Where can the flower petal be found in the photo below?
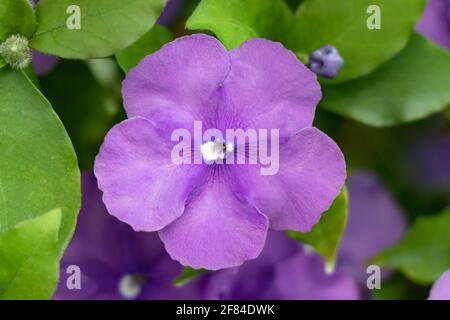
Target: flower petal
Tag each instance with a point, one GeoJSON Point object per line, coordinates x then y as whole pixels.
{"type": "Point", "coordinates": [216, 230]}
{"type": "Point", "coordinates": [141, 185]}
{"type": "Point", "coordinates": [173, 86]}
{"type": "Point", "coordinates": [268, 87]}
{"type": "Point", "coordinates": [311, 175]}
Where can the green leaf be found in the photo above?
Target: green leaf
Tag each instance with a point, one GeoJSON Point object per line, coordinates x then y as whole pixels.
{"type": "Point", "coordinates": [38, 166]}
{"type": "Point", "coordinates": [17, 17]}
{"type": "Point", "coordinates": [29, 258]}
{"type": "Point", "coordinates": [235, 21]}
{"type": "Point", "coordinates": [187, 275]}
{"type": "Point", "coordinates": [152, 41]}
{"type": "Point", "coordinates": [412, 86]}
{"type": "Point", "coordinates": [87, 109]}
{"type": "Point", "coordinates": [107, 26]}
{"type": "Point", "coordinates": [344, 25]}
{"type": "Point", "coordinates": [325, 236]}
{"type": "Point", "coordinates": [424, 253]}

****************************************

EXERCISE: Reproduce every entry above word for word, omitting the pictures.

FINISHED TASK:
Where can the flower petal be found in the photo below?
Target: flower petal
Tag each instance with a point, one GeoJSON Point object per line, coordinates x then y as whole pixels.
{"type": "Point", "coordinates": [216, 230]}
{"type": "Point", "coordinates": [141, 185]}
{"type": "Point", "coordinates": [173, 86]}
{"type": "Point", "coordinates": [268, 87]}
{"type": "Point", "coordinates": [311, 175]}
Where can the green leaf be found in the photo above?
Target: green leaf
Tag each instance with a point, one GeoJSON Point object per line, coordinates x then y as whole pixels.
{"type": "Point", "coordinates": [38, 166]}
{"type": "Point", "coordinates": [17, 17]}
{"type": "Point", "coordinates": [29, 258]}
{"type": "Point", "coordinates": [235, 21]}
{"type": "Point", "coordinates": [187, 275]}
{"type": "Point", "coordinates": [152, 41]}
{"type": "Point", "coordinates": [412, 86]}
{"type": "Point", "coordinates": [87, 109]}
{"type": "Point", "coordinates": [107, 26]}
{"type": "Point", "coordinates": [344, 25]}
{"type": "Point", "coordinates": [325, 236]}
{"type": "Point", "coordinates": [424, 253]}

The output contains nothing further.